[Stored data]
Begin
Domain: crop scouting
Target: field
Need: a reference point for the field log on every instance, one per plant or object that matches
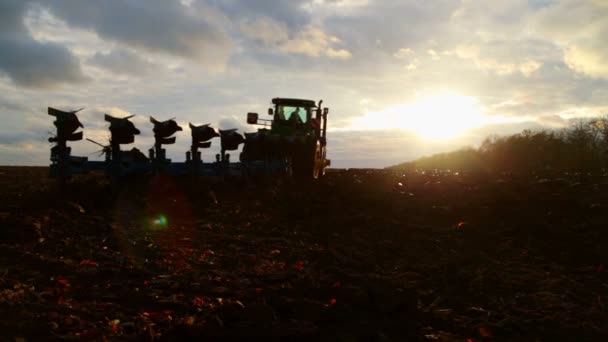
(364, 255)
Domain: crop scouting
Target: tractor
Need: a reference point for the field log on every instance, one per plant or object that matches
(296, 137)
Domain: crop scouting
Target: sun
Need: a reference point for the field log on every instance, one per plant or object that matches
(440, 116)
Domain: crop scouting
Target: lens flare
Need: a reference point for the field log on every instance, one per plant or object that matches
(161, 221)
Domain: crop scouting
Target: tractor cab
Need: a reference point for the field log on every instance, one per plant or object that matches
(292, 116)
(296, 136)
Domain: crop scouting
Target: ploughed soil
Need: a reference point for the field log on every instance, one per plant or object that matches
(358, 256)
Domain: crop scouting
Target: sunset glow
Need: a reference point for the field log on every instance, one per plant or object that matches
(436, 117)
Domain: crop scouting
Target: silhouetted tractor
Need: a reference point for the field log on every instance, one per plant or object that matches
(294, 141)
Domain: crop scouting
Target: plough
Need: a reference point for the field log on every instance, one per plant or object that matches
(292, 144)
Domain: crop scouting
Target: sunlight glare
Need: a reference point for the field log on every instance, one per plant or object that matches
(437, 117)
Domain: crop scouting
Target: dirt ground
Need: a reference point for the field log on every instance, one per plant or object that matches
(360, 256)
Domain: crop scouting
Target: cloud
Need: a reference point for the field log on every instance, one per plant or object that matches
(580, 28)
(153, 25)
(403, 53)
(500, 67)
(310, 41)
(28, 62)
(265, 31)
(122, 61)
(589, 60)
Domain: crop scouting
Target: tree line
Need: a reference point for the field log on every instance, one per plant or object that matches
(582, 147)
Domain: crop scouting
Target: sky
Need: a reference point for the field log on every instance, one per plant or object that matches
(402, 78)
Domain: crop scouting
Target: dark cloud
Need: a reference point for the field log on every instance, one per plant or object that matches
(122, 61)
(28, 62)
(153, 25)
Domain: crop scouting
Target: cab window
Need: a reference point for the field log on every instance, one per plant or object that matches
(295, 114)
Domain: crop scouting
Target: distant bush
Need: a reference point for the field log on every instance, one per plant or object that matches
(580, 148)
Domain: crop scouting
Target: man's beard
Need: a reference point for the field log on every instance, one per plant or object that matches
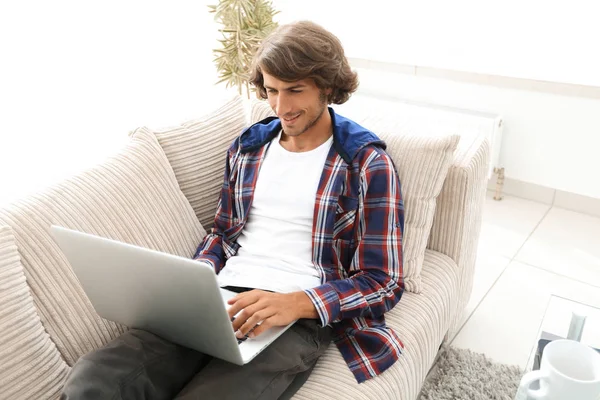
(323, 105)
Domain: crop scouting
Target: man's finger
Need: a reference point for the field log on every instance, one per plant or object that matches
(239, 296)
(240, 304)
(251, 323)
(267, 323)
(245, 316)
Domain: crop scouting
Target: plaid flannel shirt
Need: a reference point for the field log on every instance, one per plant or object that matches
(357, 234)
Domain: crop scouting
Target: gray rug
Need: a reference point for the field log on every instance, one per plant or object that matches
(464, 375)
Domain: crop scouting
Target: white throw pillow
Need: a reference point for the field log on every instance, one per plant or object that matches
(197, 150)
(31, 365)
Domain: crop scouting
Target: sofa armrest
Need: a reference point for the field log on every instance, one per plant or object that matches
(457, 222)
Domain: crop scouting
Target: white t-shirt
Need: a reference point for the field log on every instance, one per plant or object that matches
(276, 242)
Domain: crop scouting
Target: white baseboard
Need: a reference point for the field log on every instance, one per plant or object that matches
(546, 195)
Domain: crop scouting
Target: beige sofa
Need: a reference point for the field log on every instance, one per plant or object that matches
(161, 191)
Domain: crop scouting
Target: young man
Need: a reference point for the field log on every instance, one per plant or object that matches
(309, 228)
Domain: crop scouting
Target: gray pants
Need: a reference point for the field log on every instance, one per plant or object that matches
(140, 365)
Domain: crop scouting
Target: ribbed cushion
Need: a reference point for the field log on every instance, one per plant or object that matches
End
The data above needs to be retyped exactly, with the images left out.

* _Result of this exercise_:
Domain: crop scouting
Target: field
Need: a reference point for the field log on every instance, one per plant or object that matches
(364, 255)
Domain: crop scouting
Target: tractor
Need: a reference point for the field log on every instance, one per plant or object that matches
(296, 137)
Domain: crop scouting
Target: sun
Need: a reference point for the field log on every instance, one per plant or object that matches
(440, 116)
Domain: crop scouting
Target: lens flare
Need: a reference point for the field log on every instance, one per plant or object that matches
(161, 221)
Domain: crop scouting
Target: tractor cab
Need: a reference point for the field log on every instance, one per plant or object that matches
(292, 116)
(296, 136)
Domain: crop scouting
Target: ploughed soil
Need: a reference point for the field log on every instance, one per plant or object that matches
(358, 256)
Domain: crop scouting
Target: sunset glow
Need: a reference point for the field log on every instance, one per plant or object that matches
(436, 117)
Domain: crop scouting
Target: silhouetted tractor
Need: a reference point for the field log on every instance, one per plant or object that matches
(294, 141)
Domain: crop scouting
Target: plough
Need: a reference point for the field log on every instance, one per plant or object that matches
(292, 144)
Domain: crop scouting
Target: sunlight glare
Need: a reference point for the field log on every instance, one per plant or object that matches
(437, 117)
Domain: crop scouting
Target: dirt ground
Need: a reference point for the field log on every instance, one per plant or object that matches
(360, 256)
Domain: crop scouting
Target: cloud
Need: a reference point for the field log on every instance, one per plant or object that matches
(580, 28)
(153, 25)
(403, 53)
(500, 67)
(310, 41)
(28, 62)
(265, 31)
(122, 61)
(589, 60)
Domain: crop scouting
Target: tree line
Need: a reference point for the field log on every instance, one per plant or object that matches
(582, 147)
Domain: crop scouting
Target: sky
Need: a reference point for the field log on every instance, one per plant or object that matches
(402, 78)
Domain: crop scouting
Target: dark cloud
Need: a reference point for the field log on every instance, one per plant or object that matches
(122, 61)
(28, 62)
(153, 25)
Domain: crop scouting
Target: cab window
Need: a reference point for the field log on every instance, one per plant or object that matches
(295, 114)
Domain: crop scouting
Target: distant bush
Need: a reference point for the field log on every instance, one per plant or object that matches
(580, 148)
Domain: crop scouting
Target: man's beard
Need: a reference point for the field log on every instance, one per plant or object that matches
(323, 105)
Domain: crop scouting
Target: man's finger
Need: a reference point for the field log on every instance, one per plant or object that matches
(239, 296)
(240, 304)
(251, 323)
(267, 323)
(245, 316)
Domain: crop scouting
Target: plaid flannel shirt
Need: a reference point for the field log on every instance, one per plant or object that matches
(357, 234)
Domain: crop scouting
Target: gray rug
Need: a reference point for the field log on every instance, one per plant or object that matches
(464, 375)
Domain: crop scouting
Target: white throw pillow
Need: a reference point for the field log on every instance, one per plant or object that matches
(197, 150)
(31, 365)
Domain: crop scouting
Target: sofa armrest
Need: a reference point for the field log on every instance, one per plant or object that matches
(457, 222)
Domain: crop scouting
Target: white t-shirt
Need: a reference point for the field log on every instance, one per plant or object that matches
(276, 242)
Domain: crop scouting
Target: white baseboard
Need: a reference point for the field log on every instance, one per plant or object that matches
(546, 195)
Domain: crop scouting
Target: beige sofa
Need: a reference point for the field log on every instance, one per plant or object that matches
(161, 191)
Domain: crop scouting
Target: young man
Need: a reference point for the field log on every instance, one per plant or object that matches
(309, 228)
Domain: crop scouting
Target: gray pants
Need: a reference point for the field log on every instance, one per plant or object that matches
(140, 365)
Domain: crop scouting
Target: ribbed cushion
Need: a reference point for the field log on every instance, one per plant or object that matches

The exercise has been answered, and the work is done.